**SOURCE TEXT:**

-- Start --

Posted on 04/10/2008 6:23:09 PM PDT by neverdem

BISMARCK, North Dakota (AP) - The U.S. government estimated Thursday that up to 4.3 billion barrels of oil can be recovered from the Bakken shale formation in North Dakota and Montana, using current technology.

The U.S. Geological Survey called it the largest continuous oil accumulation it has ever assessed.

The Bakken Formation encompasses some 25,000 square miles (64,750 sq. kilometers) in North Dakota, Montana, Saskatchewan and Manitoba, in three layers. About two-thirds of the acreage is in western North Dakota, where the oil is trapped in a thin layer of dense rock nearly two miles (3 kilometers) beneath the surface. Companies use pressurized fluid and sand to break pores in the rock and prop them open to recover the oil.

North Dakota's entire oil production hit 137,000 barrels a day in January, the latest figures available. Industry officials believe the state's record production of 148,500 barrels a day, set in 1984, will be surpassed this year.

Donald Kessel, vice president of Houston-based Murex Petroleum Corp., said he believes the Geological Survey's assessment of how much oil can be recovered in the Bakken may be a little on the high side.

"That's a lot of zeros,'' Kessel said Thursday.

Kessel said his company was the first to get a producing well in the Bakken in North Dakota three years ago. The company now has about 20 producing wells.

The report released Thursday by USGS was done at the request of Democratic Sen. Byron Dorgan over the past 18 months.

A 1995 study by the USGS found 151 million barrels of oil could be recovered from the Bakken using technology at that time. "This is great news,'' Dorgan said of the new report. "This is 25 times the amount of the previous assessment.''

Oilmen have known for more than 50 years that the Bakken holds vast oil reserves, Kessel said. But the price has never pushed demand high enough to develop technology to capture the oil, he said.

According to Jim Ehrets, a Denver-based geologist with Headington Oil Co., of Dallas, it costs about $5 million (euro3.15 million) to drill a well tapping the middle Bakken, and companies need crude prices of at least $50 a barrel to make it economical. Even with crude prices now double that, "there still is a ton of risk,'' he said.

Oil companies began sharing technology about two years ago on how to recover the oil. The technology involves drilling vertically to about 10,000 feet (3,048 meters), then "kicking out'' for as many feet horizontally, while fracturing the rock to release the oil trapped in microscopic pores in the area known as the "middle'' Bakken.

Initially, companies had kept their technology secret, said Ehrets.

-- End --

[Segmentation data]
-- Start --

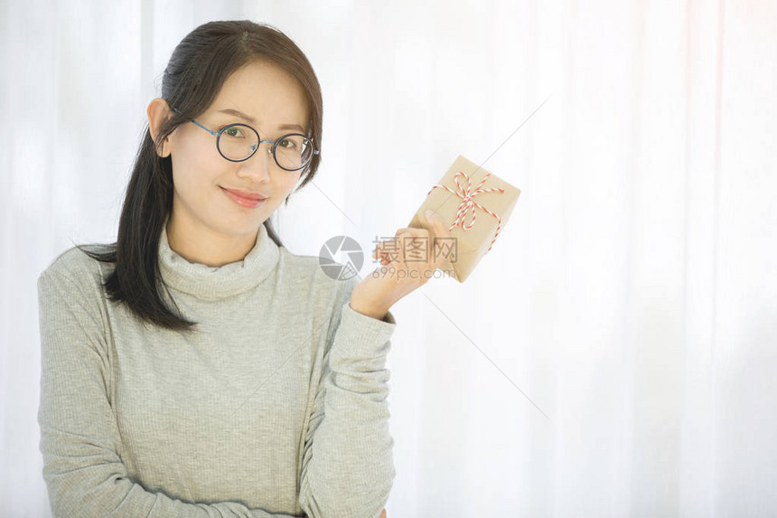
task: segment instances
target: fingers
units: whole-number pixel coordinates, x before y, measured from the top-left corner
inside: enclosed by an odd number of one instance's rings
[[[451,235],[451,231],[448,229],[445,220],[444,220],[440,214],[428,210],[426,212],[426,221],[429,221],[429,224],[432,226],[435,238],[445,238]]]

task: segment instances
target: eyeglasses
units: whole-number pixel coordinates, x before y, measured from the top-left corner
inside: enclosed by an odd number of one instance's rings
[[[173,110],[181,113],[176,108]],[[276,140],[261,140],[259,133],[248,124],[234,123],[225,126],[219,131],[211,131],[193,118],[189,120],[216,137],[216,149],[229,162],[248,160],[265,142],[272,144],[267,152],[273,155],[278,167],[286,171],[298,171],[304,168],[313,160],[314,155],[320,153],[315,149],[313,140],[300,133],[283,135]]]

-- End --
-- Start --

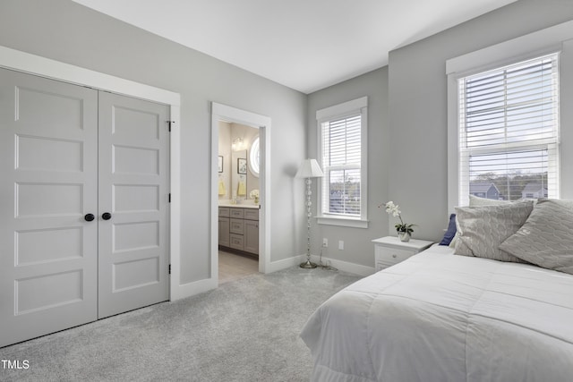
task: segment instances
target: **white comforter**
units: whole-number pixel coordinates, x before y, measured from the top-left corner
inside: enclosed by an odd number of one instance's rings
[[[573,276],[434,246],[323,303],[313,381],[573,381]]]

-- End --
-- Start --

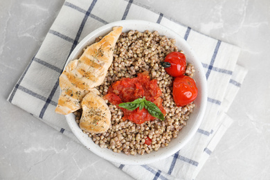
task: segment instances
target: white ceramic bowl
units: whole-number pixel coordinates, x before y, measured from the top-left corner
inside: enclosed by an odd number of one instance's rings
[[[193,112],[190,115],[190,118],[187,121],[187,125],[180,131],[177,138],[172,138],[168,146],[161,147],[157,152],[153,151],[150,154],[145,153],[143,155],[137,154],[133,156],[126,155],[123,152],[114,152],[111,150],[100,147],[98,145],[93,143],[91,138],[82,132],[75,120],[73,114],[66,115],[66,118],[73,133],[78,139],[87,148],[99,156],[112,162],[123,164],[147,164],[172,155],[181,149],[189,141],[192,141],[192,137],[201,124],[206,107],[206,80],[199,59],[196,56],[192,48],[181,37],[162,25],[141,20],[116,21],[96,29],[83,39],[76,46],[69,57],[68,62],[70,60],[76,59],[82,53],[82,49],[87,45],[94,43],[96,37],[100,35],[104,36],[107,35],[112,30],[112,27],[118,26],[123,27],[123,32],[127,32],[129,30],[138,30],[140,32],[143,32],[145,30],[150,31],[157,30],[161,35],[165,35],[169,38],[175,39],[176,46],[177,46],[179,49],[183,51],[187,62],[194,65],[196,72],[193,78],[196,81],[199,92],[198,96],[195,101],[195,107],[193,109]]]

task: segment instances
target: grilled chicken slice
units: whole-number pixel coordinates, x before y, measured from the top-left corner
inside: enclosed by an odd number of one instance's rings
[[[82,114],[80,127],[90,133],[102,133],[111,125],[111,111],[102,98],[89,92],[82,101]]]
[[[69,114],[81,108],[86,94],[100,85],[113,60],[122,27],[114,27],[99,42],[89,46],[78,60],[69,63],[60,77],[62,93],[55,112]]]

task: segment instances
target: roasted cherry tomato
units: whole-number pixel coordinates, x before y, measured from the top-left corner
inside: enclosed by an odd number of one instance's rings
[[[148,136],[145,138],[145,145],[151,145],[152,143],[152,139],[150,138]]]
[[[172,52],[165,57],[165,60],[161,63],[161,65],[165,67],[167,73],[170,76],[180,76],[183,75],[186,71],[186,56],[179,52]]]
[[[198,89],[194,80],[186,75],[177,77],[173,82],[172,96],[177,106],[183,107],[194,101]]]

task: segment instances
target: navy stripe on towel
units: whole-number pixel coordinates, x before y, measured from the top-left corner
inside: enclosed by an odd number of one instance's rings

-- End --

**TASKS TO PERFORM:**
- A) In the Bakken oil article, swap "record" for "all-time" and write out the passage from "North Dakota's entire" to "the high side.".
- B) Using the Bakken oil article, answer these:
(i) About how many square miles does the Bakken Formation cover?
(ii) In what year did North Dakota set its record of 148,500 barrels a day?
(iii) How many barrels did the 1995 USGS study find could be recovered from the Bakken?

**ANSWERS FOR THE TASKS:**
- A)
North Dakota's entire oil production hit 137,000 barrels a day in January, the latest figures available. Industry officials believe the state's all-time production of 148,500 barrels a day, set in 1984, will be surpassed this year.

Donald Kessel, vice president of Houston-based Murex Petroleum Corp., said he believes the Geological Survey's assessment of how much oil can be recovered in the Bakken may be a little on the high side.

- B)
(i) About 25,000 square miles.
(ii) 1984.
(iii) 151 million barrels.